→ **Aim**: Exactly repeat the material, dropping only the pictures.

→ **Exercise data**:
━━━━
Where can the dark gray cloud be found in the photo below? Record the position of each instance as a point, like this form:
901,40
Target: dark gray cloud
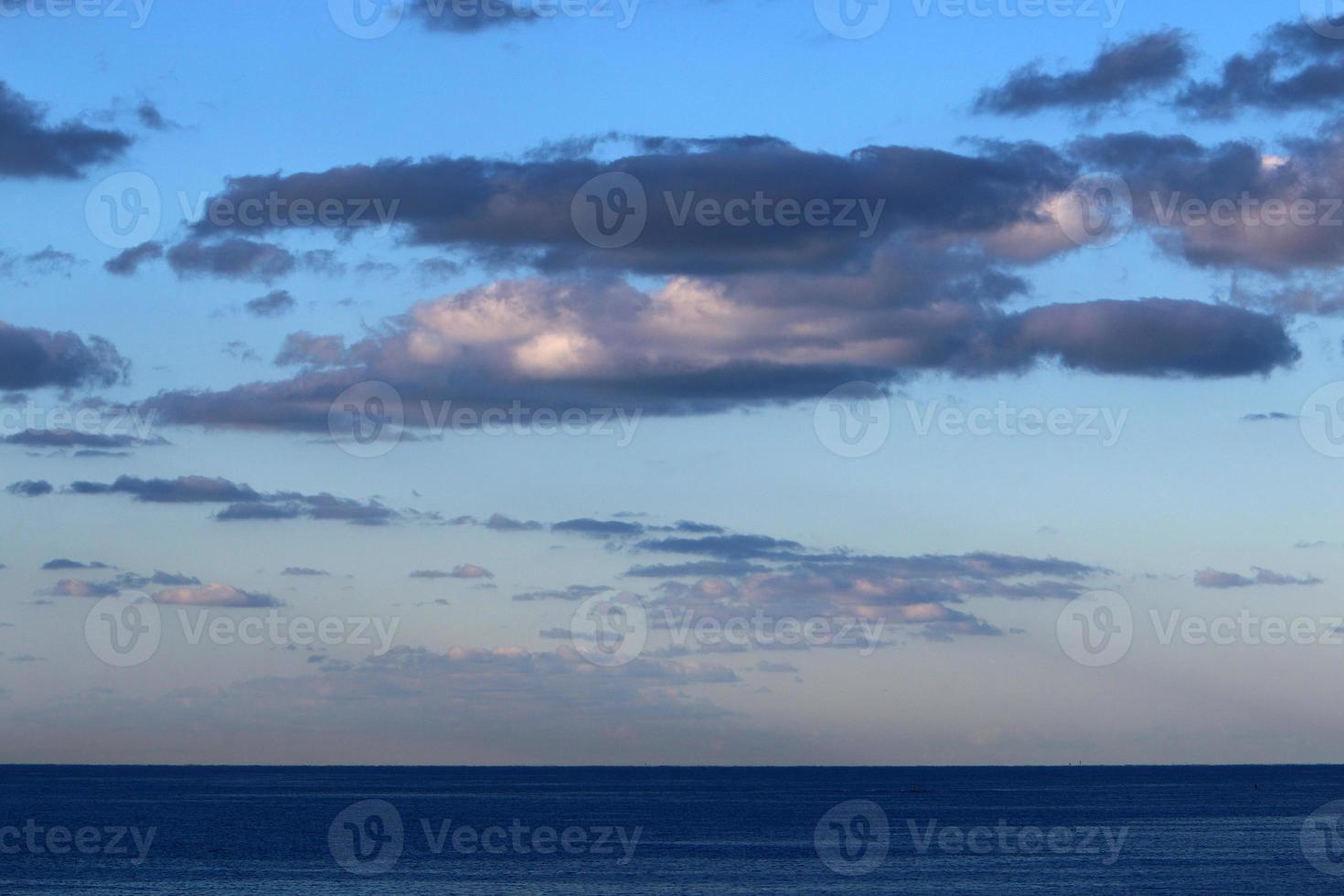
31,148
1234,205
1293,68
76,438
73,564
522,211
243,501
1120,73
34,357
274,304
1224,581
231,260
31,488
572,592
729,547
695,569
128,262
598,528
454,16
━━━━
→ **Complete output**:
Where can the dark gray cloud be found in the photo below? Record the position of each instance as a point, like this form:
901,40
Target: dark gray cloud
31,148
1234,205
1293,68
76,438
73,564
522,211
243,501
1120,73
34,357
274,304
1224,581
231,260
31,488
572,592
729,547
695,569
128,262
598,528
454,16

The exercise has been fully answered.